Pick out every line of the material that contains the string "brick", and copy each one.

━━ Entries provided ━━

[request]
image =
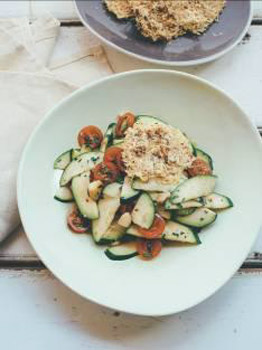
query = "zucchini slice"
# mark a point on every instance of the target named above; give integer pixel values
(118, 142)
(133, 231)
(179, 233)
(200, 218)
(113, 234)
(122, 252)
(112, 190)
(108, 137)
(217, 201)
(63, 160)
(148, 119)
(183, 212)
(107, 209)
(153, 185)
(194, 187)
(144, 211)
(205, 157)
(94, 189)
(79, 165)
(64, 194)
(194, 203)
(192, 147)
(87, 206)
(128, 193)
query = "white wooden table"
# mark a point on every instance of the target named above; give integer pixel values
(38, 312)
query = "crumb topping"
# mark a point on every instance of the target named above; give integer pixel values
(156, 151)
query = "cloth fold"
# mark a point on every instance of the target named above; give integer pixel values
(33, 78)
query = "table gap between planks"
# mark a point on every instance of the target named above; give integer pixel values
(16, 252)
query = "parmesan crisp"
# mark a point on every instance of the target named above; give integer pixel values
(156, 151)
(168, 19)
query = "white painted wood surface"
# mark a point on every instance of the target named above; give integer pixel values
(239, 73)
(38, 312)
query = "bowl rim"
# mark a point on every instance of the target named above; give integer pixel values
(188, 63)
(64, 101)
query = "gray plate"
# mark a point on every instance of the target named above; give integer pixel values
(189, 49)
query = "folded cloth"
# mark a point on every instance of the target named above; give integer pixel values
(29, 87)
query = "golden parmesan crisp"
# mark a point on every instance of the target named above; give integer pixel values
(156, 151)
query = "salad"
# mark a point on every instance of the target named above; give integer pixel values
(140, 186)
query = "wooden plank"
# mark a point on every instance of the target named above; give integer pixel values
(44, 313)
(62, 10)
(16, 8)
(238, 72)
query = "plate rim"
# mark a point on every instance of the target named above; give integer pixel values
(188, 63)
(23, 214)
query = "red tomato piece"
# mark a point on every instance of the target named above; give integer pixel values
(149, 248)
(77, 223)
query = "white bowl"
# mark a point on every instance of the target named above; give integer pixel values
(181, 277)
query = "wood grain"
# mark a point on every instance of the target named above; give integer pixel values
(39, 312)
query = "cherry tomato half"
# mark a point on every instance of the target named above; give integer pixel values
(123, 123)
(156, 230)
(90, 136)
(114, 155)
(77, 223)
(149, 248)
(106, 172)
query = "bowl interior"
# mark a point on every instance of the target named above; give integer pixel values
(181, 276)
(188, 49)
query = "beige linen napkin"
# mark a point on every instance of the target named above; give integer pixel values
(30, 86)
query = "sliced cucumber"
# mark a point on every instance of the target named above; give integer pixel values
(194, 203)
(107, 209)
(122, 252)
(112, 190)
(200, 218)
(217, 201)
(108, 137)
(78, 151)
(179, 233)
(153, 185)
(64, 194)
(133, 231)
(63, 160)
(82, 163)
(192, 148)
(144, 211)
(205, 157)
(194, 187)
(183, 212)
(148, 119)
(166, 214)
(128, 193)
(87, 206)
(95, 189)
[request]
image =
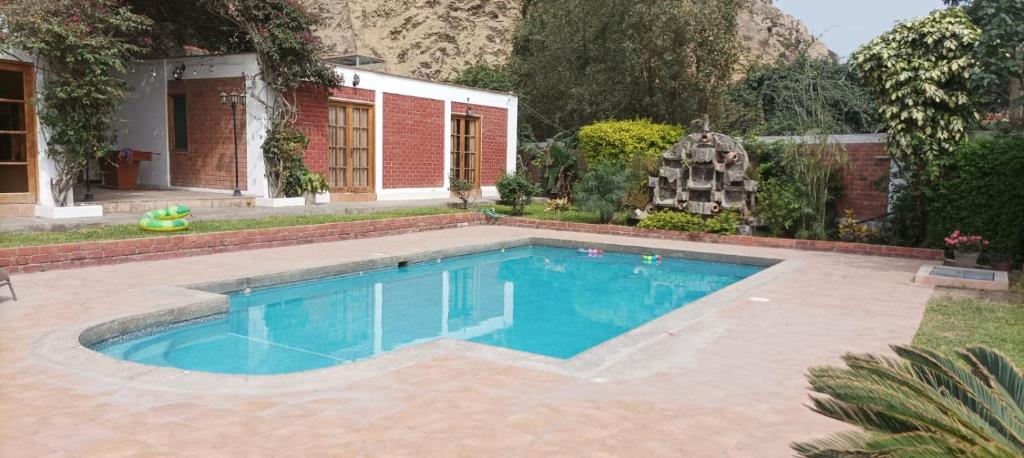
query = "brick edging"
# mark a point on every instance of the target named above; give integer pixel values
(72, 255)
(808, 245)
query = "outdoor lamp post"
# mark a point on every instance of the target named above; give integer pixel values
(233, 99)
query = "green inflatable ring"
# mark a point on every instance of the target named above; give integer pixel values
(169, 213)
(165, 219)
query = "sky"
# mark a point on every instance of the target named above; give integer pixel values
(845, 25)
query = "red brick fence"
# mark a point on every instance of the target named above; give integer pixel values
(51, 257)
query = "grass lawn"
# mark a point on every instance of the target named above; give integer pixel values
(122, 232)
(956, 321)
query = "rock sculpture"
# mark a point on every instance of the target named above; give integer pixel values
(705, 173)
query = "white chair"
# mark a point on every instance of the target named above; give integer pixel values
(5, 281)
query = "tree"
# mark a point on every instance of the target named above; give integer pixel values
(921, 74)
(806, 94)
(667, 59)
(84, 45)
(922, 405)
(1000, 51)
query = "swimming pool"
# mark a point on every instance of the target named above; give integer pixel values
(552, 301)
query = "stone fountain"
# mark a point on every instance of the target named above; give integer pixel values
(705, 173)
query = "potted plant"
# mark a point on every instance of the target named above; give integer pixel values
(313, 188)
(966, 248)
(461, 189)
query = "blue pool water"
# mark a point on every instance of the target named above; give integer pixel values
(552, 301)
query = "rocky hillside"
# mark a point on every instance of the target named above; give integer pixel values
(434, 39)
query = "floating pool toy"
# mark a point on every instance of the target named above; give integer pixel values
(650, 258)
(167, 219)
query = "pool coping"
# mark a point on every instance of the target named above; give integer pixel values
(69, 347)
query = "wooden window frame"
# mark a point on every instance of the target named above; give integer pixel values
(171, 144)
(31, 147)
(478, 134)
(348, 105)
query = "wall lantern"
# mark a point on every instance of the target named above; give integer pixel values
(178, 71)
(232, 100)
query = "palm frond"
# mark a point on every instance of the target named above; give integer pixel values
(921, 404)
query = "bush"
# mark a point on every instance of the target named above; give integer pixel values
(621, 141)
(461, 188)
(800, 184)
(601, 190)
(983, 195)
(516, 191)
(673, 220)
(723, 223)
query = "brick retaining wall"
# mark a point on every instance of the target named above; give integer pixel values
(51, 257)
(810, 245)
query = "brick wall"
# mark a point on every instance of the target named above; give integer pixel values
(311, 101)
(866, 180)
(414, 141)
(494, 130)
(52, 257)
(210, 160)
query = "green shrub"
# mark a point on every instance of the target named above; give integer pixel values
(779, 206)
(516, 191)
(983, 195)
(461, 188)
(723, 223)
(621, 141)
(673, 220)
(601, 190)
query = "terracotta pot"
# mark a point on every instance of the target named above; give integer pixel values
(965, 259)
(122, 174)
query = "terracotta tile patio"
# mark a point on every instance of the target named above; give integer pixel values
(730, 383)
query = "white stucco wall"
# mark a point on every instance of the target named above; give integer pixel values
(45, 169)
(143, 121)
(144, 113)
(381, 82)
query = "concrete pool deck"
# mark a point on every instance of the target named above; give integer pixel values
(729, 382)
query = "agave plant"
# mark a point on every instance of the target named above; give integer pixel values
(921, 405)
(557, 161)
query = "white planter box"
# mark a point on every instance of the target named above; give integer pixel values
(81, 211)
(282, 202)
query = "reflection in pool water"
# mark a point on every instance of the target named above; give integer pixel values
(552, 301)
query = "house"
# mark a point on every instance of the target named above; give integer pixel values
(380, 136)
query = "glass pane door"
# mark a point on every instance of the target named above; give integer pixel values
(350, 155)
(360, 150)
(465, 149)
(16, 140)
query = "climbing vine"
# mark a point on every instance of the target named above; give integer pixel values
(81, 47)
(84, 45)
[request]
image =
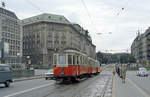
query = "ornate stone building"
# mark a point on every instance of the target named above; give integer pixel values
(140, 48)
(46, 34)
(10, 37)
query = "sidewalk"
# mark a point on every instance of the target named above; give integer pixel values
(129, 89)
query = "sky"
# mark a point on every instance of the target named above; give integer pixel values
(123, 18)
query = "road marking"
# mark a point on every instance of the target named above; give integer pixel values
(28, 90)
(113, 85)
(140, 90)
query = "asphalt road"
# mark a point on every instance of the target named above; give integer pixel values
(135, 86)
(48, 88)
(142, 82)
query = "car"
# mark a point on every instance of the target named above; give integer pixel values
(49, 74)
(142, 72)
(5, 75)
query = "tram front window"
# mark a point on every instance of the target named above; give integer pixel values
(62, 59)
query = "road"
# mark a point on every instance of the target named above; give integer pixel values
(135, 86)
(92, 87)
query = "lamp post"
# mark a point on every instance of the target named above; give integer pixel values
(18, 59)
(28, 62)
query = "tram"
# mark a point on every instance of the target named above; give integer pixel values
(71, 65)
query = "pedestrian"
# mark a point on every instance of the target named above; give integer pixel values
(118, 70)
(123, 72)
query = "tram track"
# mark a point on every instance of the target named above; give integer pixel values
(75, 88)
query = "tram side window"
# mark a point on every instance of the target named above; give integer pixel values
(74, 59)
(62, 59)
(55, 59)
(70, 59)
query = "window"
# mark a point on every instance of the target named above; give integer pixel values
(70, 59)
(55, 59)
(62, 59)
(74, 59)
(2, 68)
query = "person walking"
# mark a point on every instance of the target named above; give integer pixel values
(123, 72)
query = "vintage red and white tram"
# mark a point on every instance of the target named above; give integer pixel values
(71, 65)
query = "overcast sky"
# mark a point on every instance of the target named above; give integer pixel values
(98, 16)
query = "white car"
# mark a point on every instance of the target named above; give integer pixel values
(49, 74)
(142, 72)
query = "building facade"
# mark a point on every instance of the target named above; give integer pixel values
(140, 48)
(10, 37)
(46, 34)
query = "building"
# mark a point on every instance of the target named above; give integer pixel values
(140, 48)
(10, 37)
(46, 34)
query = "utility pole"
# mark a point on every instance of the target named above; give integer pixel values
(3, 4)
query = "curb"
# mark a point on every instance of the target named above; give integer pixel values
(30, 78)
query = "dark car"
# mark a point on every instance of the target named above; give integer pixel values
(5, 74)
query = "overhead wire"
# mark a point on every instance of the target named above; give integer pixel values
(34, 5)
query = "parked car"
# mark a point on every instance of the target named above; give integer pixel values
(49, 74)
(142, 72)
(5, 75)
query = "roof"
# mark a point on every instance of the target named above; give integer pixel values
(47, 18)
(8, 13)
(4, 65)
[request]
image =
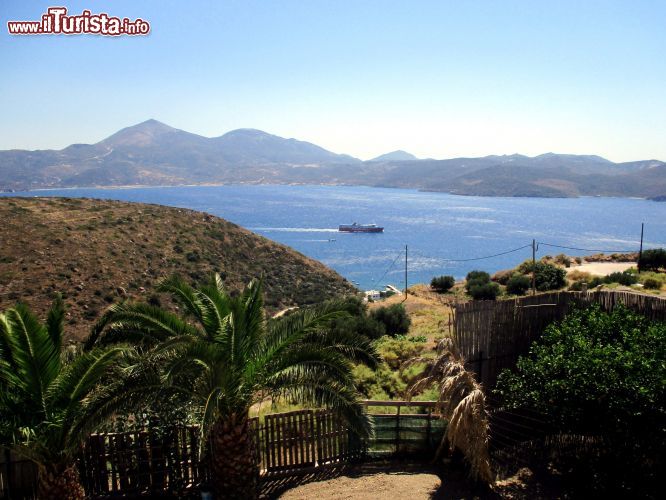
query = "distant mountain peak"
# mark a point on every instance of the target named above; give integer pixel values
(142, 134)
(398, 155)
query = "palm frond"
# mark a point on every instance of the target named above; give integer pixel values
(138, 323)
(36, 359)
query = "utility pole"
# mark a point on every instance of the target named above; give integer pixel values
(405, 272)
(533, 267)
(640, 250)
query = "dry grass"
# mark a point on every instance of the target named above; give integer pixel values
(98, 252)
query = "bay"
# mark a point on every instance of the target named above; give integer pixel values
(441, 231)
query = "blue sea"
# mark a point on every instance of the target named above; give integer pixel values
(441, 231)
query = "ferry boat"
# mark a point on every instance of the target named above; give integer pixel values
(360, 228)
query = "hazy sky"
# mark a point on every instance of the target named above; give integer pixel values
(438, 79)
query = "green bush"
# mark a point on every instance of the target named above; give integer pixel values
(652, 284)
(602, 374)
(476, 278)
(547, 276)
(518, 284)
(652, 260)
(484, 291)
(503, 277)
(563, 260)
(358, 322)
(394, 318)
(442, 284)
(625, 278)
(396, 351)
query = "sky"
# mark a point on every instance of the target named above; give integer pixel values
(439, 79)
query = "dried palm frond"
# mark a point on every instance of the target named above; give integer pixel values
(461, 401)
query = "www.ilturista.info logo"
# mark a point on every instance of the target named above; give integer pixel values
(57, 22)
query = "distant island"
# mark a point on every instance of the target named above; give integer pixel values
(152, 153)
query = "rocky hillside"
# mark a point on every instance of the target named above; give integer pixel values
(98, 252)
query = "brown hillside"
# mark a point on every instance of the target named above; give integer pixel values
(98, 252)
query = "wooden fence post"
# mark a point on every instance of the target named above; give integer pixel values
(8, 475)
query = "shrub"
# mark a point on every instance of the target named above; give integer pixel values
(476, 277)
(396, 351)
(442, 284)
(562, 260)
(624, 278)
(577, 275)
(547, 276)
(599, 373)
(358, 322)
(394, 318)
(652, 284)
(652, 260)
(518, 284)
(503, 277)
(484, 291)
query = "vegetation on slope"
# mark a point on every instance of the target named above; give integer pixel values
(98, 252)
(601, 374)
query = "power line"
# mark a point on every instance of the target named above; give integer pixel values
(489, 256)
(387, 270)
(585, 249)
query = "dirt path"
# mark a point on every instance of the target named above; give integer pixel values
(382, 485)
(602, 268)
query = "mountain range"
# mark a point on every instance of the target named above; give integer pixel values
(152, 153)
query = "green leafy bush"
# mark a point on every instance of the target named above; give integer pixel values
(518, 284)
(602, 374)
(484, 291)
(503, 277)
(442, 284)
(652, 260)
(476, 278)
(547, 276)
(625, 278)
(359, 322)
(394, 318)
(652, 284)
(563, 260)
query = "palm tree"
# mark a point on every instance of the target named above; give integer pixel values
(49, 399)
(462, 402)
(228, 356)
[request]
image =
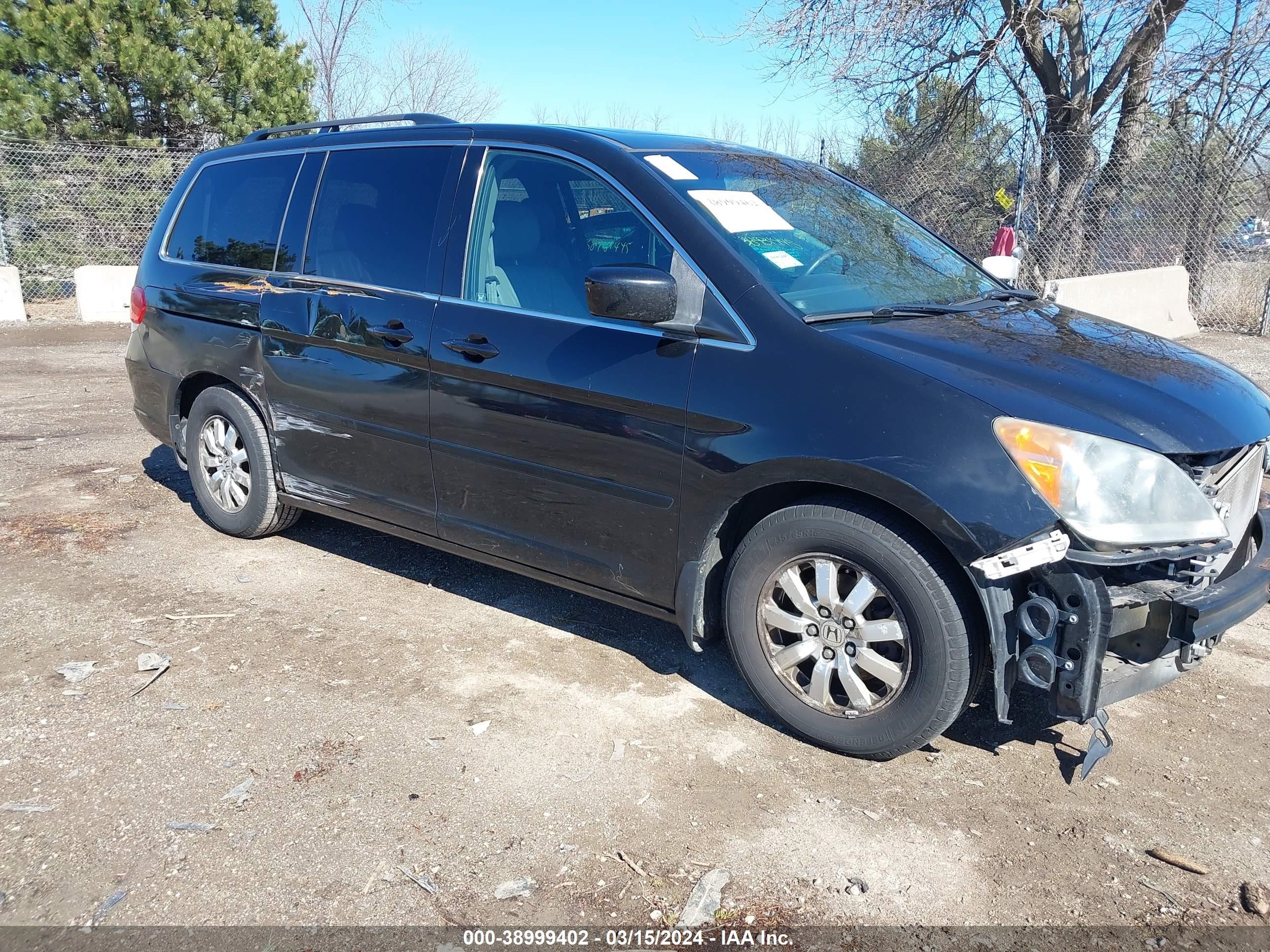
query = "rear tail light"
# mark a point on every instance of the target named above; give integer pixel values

━━━

## Task output
query = "brick edging"
query = "red brick fence"
query = "brick retaining wall"
query = "brick wall"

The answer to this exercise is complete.